## ABOUT THIS TASK
Resume the passage on the memory-augmented Transformer encoder for images, picking up after its final sentence.

## QUOTED PASSAGE
──────────────────────────────
Skip connection and layer normalization. Each sublayer (attention or position-wise feed-forward) is encapsulated within a residual connection [22] and layer normalization [5]. This “add-norm” operation is defined as

(6)AddNorm(xt)=LayerNorm(xt+f(xt)),

where f indicates either an attention layer or a position-wise feed-forward layer.

3.3.Fully-attentive encoder

Given a set of visual features extracted from an input image, attention can be used to obtain a permutation invariant encoding through self-attention operations. As noted in [10,14], attentive weights depend solely on the pairwise similarities between linear projections of the input set itself. Therefore, a sequence of Transformer layers can naturally encode the pairwise relationships between visual features. Because everything depends solely on pairwise similarities, though, self-attention cannot model a priori knowledge on relationships between visual features. For example, given a visual feature encoding a glass of fruit juice and one encoding a plate with a croissant, it would be difficult to infer the concept of breakfast, which could, instead, be easily inferred using a priori knowledge on relationships.

Memory-augmented attention. In this paper, we consider both an encoder made of original Transformer layers [71], and the memory-augmented encoder proposed in [10,14], which overcomes the aforementioned limitation. In the latter case, the set of keys and values used for self-attention is extended with additional “slots” which can encode a priori information – and which are implemented as plain learnable vectors which can be directly updated via SGD. Formally, given the set of visual features X expressed in matrix form, the operator is defined as:

(7)X˜=Attention(WqX,K,V)K=[WkX,Mk]V=[WvX,Mv],

where Attention indicates the classic attention operator, Mk and Mv are learnable matrices with nm rows, and [·,·] indicates concatenation. Intuitively, by adding learnable keys and values, through attention it will be possible to retrieve learned knowledge which is not already embedded in X.
──────────────────────────────
## RECORDS PROVIDED
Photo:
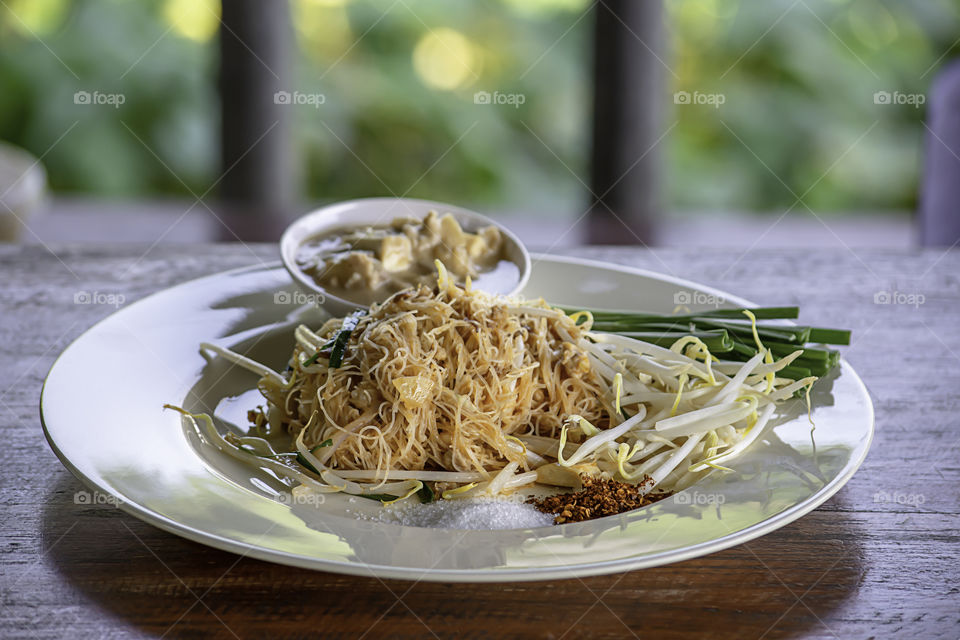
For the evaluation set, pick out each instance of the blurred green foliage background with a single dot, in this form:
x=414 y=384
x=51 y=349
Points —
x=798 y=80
──────────────────────────────
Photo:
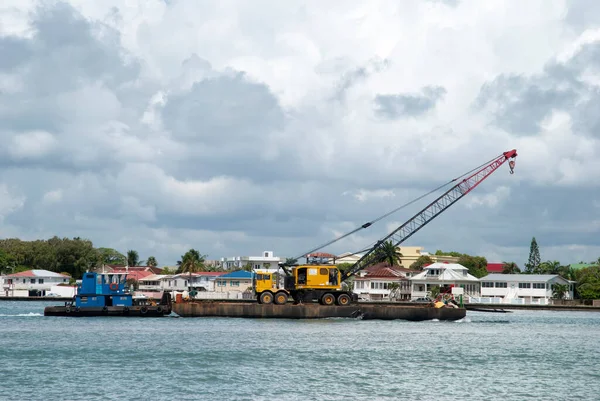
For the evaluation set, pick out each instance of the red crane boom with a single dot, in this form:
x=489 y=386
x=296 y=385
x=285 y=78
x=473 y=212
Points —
──────────────────────────────
## OUTPUT OF THE EXERCISE
Just like the self-attention operator, memory-augmented attention can be applied in a multi-head fashion. In this case, the memory-augmented attention operation is repeated h times, using different projection matrices Wq, Wk, Wv, and different learnable memory slots Mk, Mv for each head. Then, we concatenate the results from different heads and apply a linear projection.

Full encoder. Multiple encoding layers are stacked in sequence so that the i-th layer consumes the output set computed by layer i−1. This amounts to creating multi-level encodings of the relationships between visual features, in which higher encoding layers can exploit and refine relationships already identified by previous layers, eventually using a priori knowledge, in the case of the memory-augmented attention. A stack of N encoding layers will therefore produce a multi-level output X˜=(X˜1,…,X˜N), obtained from the outputs of each encoding layer.

3.4.Fully-attentive decoder

The language model we employ is composed of a stack of decoder layers, each performing self-attention and cross-attention operations. As mentioned, each cross-attention layer uses the outputs from the decoder to infer keys and values, while self-attention layers rely exclusively on the input sequence of the decoder. However, keys and values are masked so that each query can only attend to keys obtained from previous words, i.e. the set of keys and values for query qt are, respectively, {ki}i⩽t and {vi}i⩽t. We consider two variants of the decoder: the standard decoder, which follows the implementation of [71], and the meshed decoder, proposed in [14].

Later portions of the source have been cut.